DIRECTIVE: Please return every line of the listing below verbatim, with nothing altered.
□ □ □ □ □
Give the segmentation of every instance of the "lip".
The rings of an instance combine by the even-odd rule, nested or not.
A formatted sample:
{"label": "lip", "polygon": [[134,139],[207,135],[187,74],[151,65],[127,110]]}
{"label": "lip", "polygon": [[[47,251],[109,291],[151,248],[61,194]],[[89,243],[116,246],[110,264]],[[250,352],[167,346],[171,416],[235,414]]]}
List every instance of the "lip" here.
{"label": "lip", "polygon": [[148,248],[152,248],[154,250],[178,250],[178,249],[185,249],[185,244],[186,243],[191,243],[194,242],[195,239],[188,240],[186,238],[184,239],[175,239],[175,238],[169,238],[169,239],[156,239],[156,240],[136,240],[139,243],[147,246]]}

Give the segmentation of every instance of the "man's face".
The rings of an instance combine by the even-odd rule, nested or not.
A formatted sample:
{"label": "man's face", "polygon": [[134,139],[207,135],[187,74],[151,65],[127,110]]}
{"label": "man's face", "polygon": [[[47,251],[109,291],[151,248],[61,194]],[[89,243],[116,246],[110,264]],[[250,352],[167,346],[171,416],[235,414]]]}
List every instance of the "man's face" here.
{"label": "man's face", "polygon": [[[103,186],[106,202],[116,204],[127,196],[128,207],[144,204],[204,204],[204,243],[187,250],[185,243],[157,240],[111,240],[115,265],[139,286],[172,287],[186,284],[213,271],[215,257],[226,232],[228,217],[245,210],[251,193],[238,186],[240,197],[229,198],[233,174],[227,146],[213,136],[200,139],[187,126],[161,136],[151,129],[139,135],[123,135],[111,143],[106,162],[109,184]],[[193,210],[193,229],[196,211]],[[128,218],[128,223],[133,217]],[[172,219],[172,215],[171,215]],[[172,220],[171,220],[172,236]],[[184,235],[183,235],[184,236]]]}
□ □ □ □ □
RESPONSE TO THE EXERCISE:
Give the segmentation of every instance of the "lip".
The rings of an instance combine by the even-odd rule, nested or not.
A formatted sample:
{"label": "lip", "polygon": [[134,139],[207,135],[187,74],[151,65],[127,110]]}
{"label": "lip", "polygon": [[[47,251],[109,291],[151,248],[61,194]],[[89,243],[116,246],[110,264]],[[250,352],[167,346],[171,416],[235,414]]]}
List every instance of the "lip" here.
{"label": "lip", "polygon": [[148,248],[152,248],[154,250],[178,250],[178,249],[185,249],[185,244],[186,243],[191,243],[194,242],[195,239],[188,240],[186,238],[184,239],[175,239],[175,238],[169,238],[169,239],[156,239],[156,240],[136,240],[139,243],[147,246]]}

Give the segmentation of every instance of the "man's face".
The rings of an instance combine by the even-odd rule, nested or not.
A formatted sample:
{"label": "man's face", "polygon": [[134,139],[207,135],[187,74],[151,65],[127,110]]}
{"label": "man's face", "polygon": [[[47,251],[109,291],[151,248],[61,194]],[[89,243],[116,246],[110,264]],[[250,352],[167,346],[171,416],[235,414]]]}
List every instance of the "man's face" here.
{"label": "man's face", "polygon": [[[103,186],[106,202],[116,204],[127,196],[128,207],[144,204],[204,204],[204,243],[187,250],[185,243],[157,240],[111,240],[115,265],[139,286],[172,287],[186,284],[213,271],[215,257],[226,232],[228,217],[245,210],[251,193],[238,186],[240,197],[229,198],[233,174],[227,146],[213,136],[200,139],[187,126],[161,136],[151,129],[139,135],[123,135],[111,143],[106,162],[109,184]],[[193,210],[193,229],[196,211]],[[128,218],[128,223],[133,217]],[[172,219],[172,215],[171,215]],[[172,220],[171,220],[172,236]],[[184,235],[183,235],[184,236]]]}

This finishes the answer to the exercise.